• Extract
- - -

A Migraine Sufferer Finds Hope Again
/By Paul Hannah, Guest Columnist
On a Sunday morning 33 years ago, I was reading a newspaper in bed and was suddenly struck with a headache. I hadn't really had many headaches before, so I expected that this would pass with some non-prescription medication and an hour or so in bed.
I was very wrong.
I still have that headache today. If it would have stayed at a 1/10 pain level, I probably would not have done much about it. However, it didn't stay that low and that was where the problem lies.
When the headache moves to 4/10 or 5/10 I get concerned, because if I don't stop it at that point, it will rapidly scale up to a full migraine.
I have read other accounts of migraines, but very few accord with mine. My neck gets stiff, the trapezius muscles lock up, and my eyes start to hurt. I become rapidly photophobic and the pain gathers and localizes in the frontal lobe of my brain.

- - -

• Problem description
Write out the part of the migraine column from "When the headache" up to and including "of my brain.", word for word.

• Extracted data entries
- - -

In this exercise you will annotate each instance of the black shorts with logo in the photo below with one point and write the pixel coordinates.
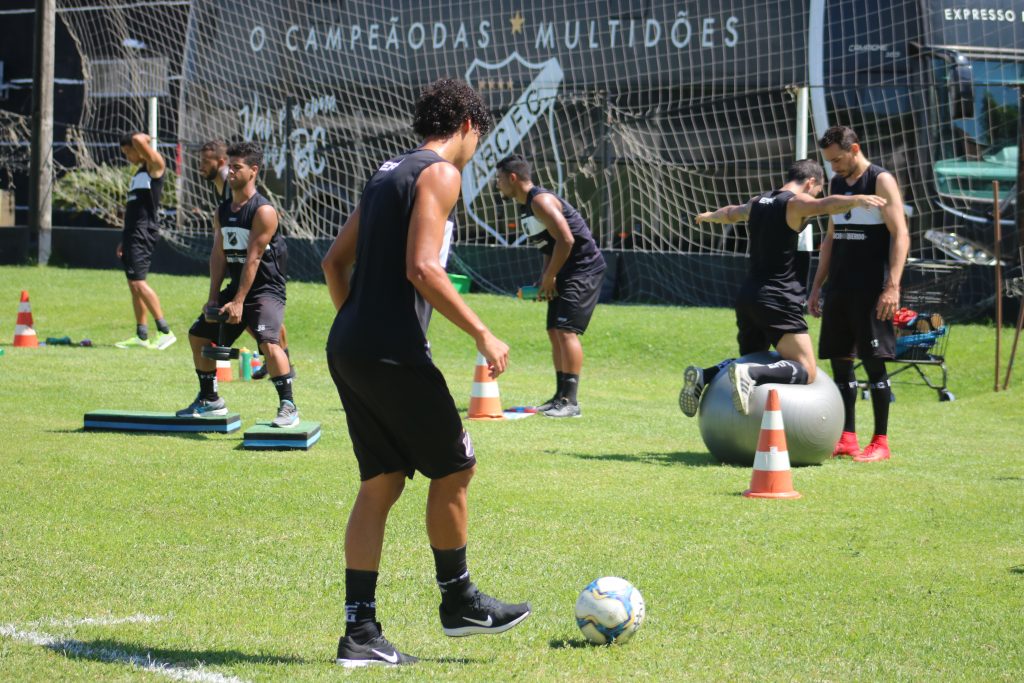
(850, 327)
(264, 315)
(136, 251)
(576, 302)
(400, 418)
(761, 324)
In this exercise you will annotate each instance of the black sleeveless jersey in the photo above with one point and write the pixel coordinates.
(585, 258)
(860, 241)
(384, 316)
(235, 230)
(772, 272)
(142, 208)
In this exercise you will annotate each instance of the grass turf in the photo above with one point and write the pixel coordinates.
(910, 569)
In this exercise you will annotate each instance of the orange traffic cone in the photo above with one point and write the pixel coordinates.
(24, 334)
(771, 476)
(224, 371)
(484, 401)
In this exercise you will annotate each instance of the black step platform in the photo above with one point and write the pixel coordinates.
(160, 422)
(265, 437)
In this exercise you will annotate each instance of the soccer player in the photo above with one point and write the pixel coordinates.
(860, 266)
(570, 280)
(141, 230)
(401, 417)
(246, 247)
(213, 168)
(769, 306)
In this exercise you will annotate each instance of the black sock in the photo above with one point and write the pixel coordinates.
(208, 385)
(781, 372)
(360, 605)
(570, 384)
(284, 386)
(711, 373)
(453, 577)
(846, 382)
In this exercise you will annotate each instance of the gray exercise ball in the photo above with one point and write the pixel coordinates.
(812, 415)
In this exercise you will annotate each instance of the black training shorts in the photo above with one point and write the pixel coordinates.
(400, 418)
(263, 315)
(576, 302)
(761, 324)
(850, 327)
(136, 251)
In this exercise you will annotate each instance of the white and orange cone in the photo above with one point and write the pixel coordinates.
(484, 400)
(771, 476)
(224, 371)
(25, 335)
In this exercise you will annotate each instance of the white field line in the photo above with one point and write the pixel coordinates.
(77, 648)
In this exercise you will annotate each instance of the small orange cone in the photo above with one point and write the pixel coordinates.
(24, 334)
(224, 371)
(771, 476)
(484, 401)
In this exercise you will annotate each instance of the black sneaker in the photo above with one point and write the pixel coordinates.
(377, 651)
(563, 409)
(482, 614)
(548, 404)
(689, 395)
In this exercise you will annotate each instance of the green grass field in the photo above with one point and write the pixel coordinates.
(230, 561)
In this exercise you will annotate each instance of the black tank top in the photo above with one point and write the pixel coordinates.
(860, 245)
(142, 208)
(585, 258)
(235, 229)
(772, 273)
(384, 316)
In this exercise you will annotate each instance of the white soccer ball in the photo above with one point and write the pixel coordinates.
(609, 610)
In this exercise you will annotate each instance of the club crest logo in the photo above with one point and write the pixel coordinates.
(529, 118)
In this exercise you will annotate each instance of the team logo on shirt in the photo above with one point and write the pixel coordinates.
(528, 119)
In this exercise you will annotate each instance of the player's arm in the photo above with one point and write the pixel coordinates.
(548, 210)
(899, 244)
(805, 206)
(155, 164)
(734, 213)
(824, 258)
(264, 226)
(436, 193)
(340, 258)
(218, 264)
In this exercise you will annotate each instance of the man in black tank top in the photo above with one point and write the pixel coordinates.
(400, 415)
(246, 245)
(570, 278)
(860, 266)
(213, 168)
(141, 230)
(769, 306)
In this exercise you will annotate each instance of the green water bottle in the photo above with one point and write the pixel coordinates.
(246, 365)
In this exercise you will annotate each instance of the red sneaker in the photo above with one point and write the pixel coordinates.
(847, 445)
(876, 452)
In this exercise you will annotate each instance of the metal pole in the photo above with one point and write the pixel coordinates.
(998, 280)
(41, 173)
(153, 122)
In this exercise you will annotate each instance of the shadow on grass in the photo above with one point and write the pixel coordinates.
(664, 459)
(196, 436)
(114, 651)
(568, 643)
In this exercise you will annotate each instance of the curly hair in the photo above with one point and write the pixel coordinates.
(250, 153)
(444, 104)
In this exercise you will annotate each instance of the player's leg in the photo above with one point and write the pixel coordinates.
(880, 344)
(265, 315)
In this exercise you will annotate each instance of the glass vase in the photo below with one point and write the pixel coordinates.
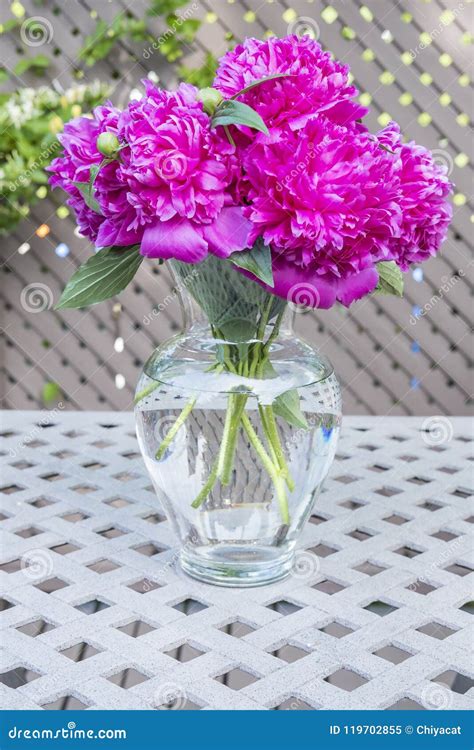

- - -

• Output for this task
When the headache moves to 4/10 or 5/10 I get concerned, because if I don't stop it at that point, it will rapidly scale up to a full migraine.
I have read other accounts of migraines, but very few accord with mine. My neck gets stiff, the trapezius muscles lock up, and my eyes start to hurt. I become rapidly photophobic and the pain gathers and localizes in the frontal lobe of my brain.